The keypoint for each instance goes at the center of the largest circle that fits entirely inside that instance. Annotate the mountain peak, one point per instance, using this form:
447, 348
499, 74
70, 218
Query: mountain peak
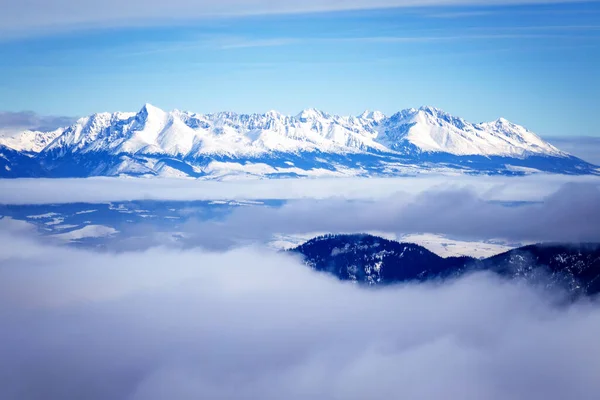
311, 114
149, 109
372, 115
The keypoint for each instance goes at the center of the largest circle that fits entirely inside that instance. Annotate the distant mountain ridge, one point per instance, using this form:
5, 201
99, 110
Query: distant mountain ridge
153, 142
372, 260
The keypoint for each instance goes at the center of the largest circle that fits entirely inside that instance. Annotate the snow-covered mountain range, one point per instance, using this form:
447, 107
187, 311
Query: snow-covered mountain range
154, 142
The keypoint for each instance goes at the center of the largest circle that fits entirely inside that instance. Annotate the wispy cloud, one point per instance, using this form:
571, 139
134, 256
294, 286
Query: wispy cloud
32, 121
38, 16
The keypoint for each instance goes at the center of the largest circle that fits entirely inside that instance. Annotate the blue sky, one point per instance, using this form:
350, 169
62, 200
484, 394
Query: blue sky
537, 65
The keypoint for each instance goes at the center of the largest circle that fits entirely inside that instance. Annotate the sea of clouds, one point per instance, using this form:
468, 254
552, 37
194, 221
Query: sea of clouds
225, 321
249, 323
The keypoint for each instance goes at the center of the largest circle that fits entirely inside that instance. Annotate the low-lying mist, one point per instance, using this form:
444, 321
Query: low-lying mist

------

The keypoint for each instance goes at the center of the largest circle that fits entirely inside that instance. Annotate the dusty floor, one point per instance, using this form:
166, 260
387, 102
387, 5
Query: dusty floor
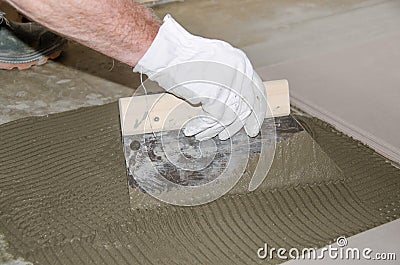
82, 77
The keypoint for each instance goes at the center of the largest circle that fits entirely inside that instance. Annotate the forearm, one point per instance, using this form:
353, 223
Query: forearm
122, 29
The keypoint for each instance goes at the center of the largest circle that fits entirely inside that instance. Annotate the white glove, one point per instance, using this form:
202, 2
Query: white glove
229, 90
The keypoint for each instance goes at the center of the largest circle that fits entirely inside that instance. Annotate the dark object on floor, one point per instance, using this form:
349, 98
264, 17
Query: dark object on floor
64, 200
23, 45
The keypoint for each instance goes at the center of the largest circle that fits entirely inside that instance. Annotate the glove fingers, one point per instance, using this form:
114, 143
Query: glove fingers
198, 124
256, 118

------

Your objective: Count the lines in the material above that contain the string "range", and reply with that number alone.

Task answer: 2